Change "top-left corner" to "upper-left corner" in every one of the items below, and write out all their lines again with nothing else altered. Leave the pictures out of your answer.

[Start of EXERCISE MATERIALS]

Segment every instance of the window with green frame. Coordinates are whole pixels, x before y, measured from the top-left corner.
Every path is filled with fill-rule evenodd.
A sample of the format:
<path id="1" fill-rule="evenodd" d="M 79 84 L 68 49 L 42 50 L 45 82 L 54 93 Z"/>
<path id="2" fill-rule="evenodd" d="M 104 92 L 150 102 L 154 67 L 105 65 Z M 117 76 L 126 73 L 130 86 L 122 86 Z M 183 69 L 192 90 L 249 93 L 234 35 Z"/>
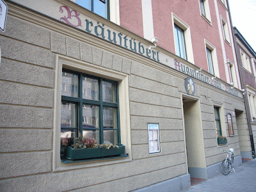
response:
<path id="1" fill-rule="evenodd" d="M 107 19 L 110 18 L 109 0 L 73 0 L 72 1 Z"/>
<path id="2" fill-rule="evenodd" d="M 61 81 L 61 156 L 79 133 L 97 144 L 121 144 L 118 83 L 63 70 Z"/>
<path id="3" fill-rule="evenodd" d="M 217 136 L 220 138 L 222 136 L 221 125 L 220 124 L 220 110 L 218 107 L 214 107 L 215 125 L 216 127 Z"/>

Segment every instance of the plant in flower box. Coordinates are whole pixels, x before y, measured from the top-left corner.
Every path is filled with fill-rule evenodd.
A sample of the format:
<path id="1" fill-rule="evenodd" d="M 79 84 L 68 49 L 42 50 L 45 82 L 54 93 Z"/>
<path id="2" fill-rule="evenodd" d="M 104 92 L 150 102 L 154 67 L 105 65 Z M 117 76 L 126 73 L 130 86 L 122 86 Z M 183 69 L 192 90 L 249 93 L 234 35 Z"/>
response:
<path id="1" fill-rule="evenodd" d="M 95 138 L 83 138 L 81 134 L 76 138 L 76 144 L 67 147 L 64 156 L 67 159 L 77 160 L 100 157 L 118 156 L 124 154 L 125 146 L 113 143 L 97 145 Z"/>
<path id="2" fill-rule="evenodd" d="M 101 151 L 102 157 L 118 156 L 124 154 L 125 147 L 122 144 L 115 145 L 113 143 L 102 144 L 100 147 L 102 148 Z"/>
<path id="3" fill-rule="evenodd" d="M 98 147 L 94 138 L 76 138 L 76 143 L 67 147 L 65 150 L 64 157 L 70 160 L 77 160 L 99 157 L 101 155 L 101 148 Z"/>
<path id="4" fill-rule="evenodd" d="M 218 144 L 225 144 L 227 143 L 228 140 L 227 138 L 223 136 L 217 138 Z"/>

[End of EXERCISE MATERIALS]

TASK SOLUTION:
Segment every instance of the window with green frame. Coordinates are whole pixels, x before y, measured from the upper-left corner.
Every path is filled with fill-rule evenodd.
A sample of the format:
<path id="1" fill-rule="evenodd" d="M 79 84 L 68 49 L 42 50 L 45 82 L 54 93 Z"/>
<path id="2" fill-rule="evenodd" d="M 104 92 L 150 102 L 154 67 L 105 65 Z M 117 76 L 126 73 L 130 86 L 122 86 Z M 183 69 L 192 90 L 249 93 L 234 35 Z"/>
response:
<path id="1" fill-rule="evenodd" d="M 107 19 L 110 18 L 109 0 L 73 0 L 72 1 Z"/>
<path id="2" fill-rule="evenodd" d="M 61 81 L 61 156 L 79 133 L 97 144 L 121 144 L 118 83 L 63 70 Z"/>
<path id="3" fill-rule="evenodd" d="M 217 136 L 220 138 L 222 136 L 221 125 L 220 124 L 220 110 L 218 107 L 214 107 L 215 125 L 216 127 Z"/>

Segment every instance of the plant in flower box. Coordinates are whole pixels, x before y, measured from the upper-left corner.
Every path is filled with fill-rule evenodd.
A sample of the format:
<path id="1" fill-rule="evenodd" d="M 79 84 L 68 49 L 42 50 L 45 82 L 54 93 Z"/>
<path id="2" fill-rule="evenodd" d="M 104 92 L 150 102 L 154 67 L 105 65 Z M 117 76 L 126 73 L 130 86 L 122 86 Z M 183 69 L 192 90 L 249 93 L 234 35 Z"/>
response:
<path id="1" fill-rule="evenodd" d="M 95 138 L 83 138 L 81 134 L 76 138 L 76 144 L 67 147 L 64 156 L 67 159 L 77 160 L 100 157 L 118 156 L 124 154 L 125 146 L 113 143 L 97 145 Z"/>
<path id="2" fill-rule="evenodd" d="M 101 151 L 102 157 L 118 156 L 124 154 L 125 147 L 122 144 L 115 145 L 113 143 L 102 144 L 100 147 L 102 148 Z"/>
<path id="3" fill-rule="evenodd" d="M 98 147 L 94 138 L 76 138 L 76 143 L 67 147 L 65 150 L 64 157 L 70 160 L 77 160 L 99 157 L 101 155 L 101 148 Z"/>
<path id="4" fill-rule="evenodd" d="M 218 144 L 225 144 L 227 143 L 228 140 L 227 138 L 223 136 L 217 138 Z"/>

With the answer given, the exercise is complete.